**SELECTED TEXT**
+ + +
Open Position – Staff/Principal AI/ML Deployment Software Engineer
Horizon Surgical Systems Inc.
Horizon Surgical Systems Inc. is revolutionizing the world of surgical ophthalmology by developing a novel, AI driven, and imaging-guided surgical robotic system. Horizon Surgical Systems Inc. aims to expand access to care, provide superior capabilities to the human surgeon, and enhance patient outcomes. Microsurgery in general and Ophthalmology are subfields of surgery for which the surgical outcomes can be significantly improved by robotic systems to allow superior dexterity, precision, accuracy, and visualization beyond the human surgeon’s own capabilities.
We are seeking highly motivated, and intellectually inquisitive individuals looking to make a positive impact on healthcare via the development of robotic technology. The core values of Horizon Surgical Systems Inc. are:
- Commitment to Excellence: We aim to deliver superior patient outcomes and surgeon experiences
- Passion for Creativity and Innovation: We are driven by new ideas and aim to push the boundaries of what's possible
- Teamwork and Camaraderie: We achieve our best when we collaborate and work together
- Welcoming of Critical Opinion: We are enriched by constructive criticism and support the best ideas
- Personal Accountability: We honor our commitments and take responsibility for our actions
Horizon Surgical Systems Inc. offers:
- An opportunity to build autonomous surgical robotic systems driven by image guidance and AI technology for the future of affordable, high-quality healthcare.
- The opportunity to work alongside clinicians, engineers, and global leaders in cutting-edge AI, imaging, and robotics technology.
- Competitive compensation and an excellent company-paid benefits package.
We are looking for an experienced AI/ML and vision algorithm C++ deployment software engineer to develop a medical imaging and robotics system. This role requires deep understanding of AI/ML and machine vision-based algorithms development, as well as a large amount of experience translating models from research prototypes into production-grade, low-latency inference services in a resource constrained environment.
Responsibilities
As a member of AI/ML algorithm development team, you will be in charge of the following responsibilites:
- Deploy AI models (segmentation and detection) in TensorRT format using Triton Inference Server on embedded GPU hardware.
- Design and maintain multi-threaded pipelines for model inference within C++ applications, coordinating with real-time robotic control and perception systems.
- Collaborate with AI scientists to convert, optimize, quantize, and benchmark models for real-time deployment, ensuring numerical stability
- Collaborate with the product software engineers to integrate the algorithms to be a part of the product software, make sure the team provide quality of software algorithms with the optimized performance.
+ + +
**MATERIAL PROVIDED**

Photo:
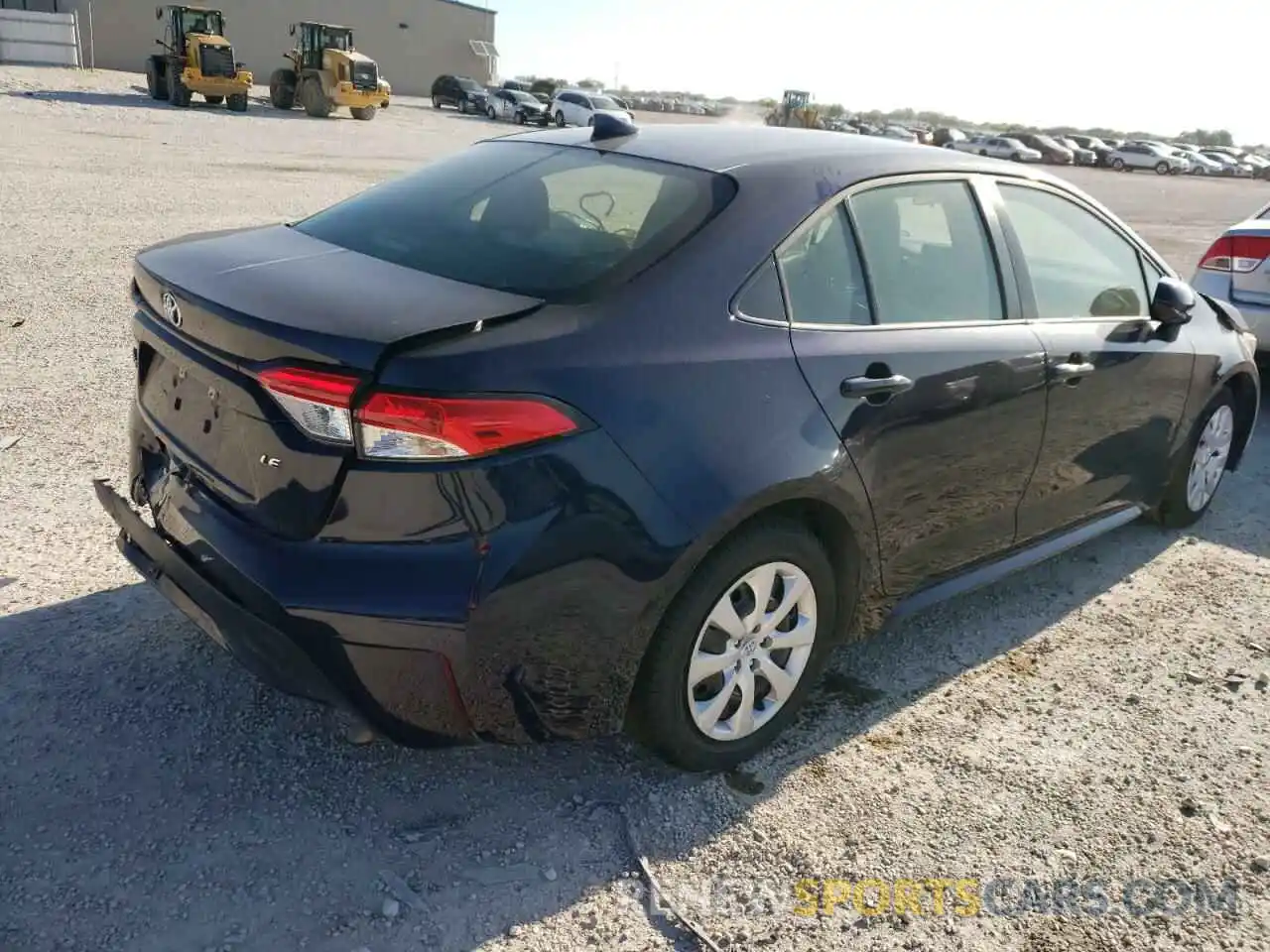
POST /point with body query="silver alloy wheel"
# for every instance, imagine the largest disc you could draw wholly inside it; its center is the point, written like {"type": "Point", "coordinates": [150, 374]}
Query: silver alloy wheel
{"type": "Point", "coordinates": [752, 651]}
{"type": "Point", "coordinates": [1207, 462]}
+ + +
**TASK GOAL**
Write a continuation of the job posting for the AI/ML deployment engineer, starting right after its last line. Nothing in the items is needed for this work.

**ANSWER BOX**
- Implement scheduling and resource management strategies to balance GPU/CPU workloads and meet latency/throughput targets.
- Develop tooling for model introspection, logging, and diagnostics to ensure traceability, debuggability, and regulatory readiness.
- Stay current with developments in inference optimization (TensorRT, ONNX, CUDA, etc.) and help inform the platform roadmap.
Required Qualifications
- Bachelor’s or Master’s degree in Computer Science, Robotics, Electrical Engineering, or related field.
- 3+ years of experience deploying deep learning models to production, preferably in real-time or embedded systems.
- 3+ years of experience in C++ with strong understanding of multithreading, memory management, and system-level performance profiling.
- Experience with Triton Inference Server, TensorRT, ONNX, and CUDA.
- Deep understanding of model quantization, layer fusion, and precision trade-offs (FP32, FP16, INT8).
- Familiarity with numerical stability and robustness in floating-point computation.
- Experience implementing telemetry, logging, and runtime performance monitoring in production systems.
- Hands-on experience in real-time or latency-sensitive systems, especially on resource-constrained platforms.
Preferred Qualifications
- Experience working in medical devices, robotics, or safety-critical software systems.
- Familiarity with AI frameworks (PyTorch, TensorFlow) and model export pipelines (→ ONNX → TensorRT).
- Knowledge of ROS2, shared memory IPC, or similar communication mechanisms in robotics or distributed systems.
- Comfort with profiling tools such as Nsight Systems, perf, nvprof, or similar.
This is an exciting opportunity to join a high-tech startup that is poised to revolutionize surgical robotics in ophthalmology.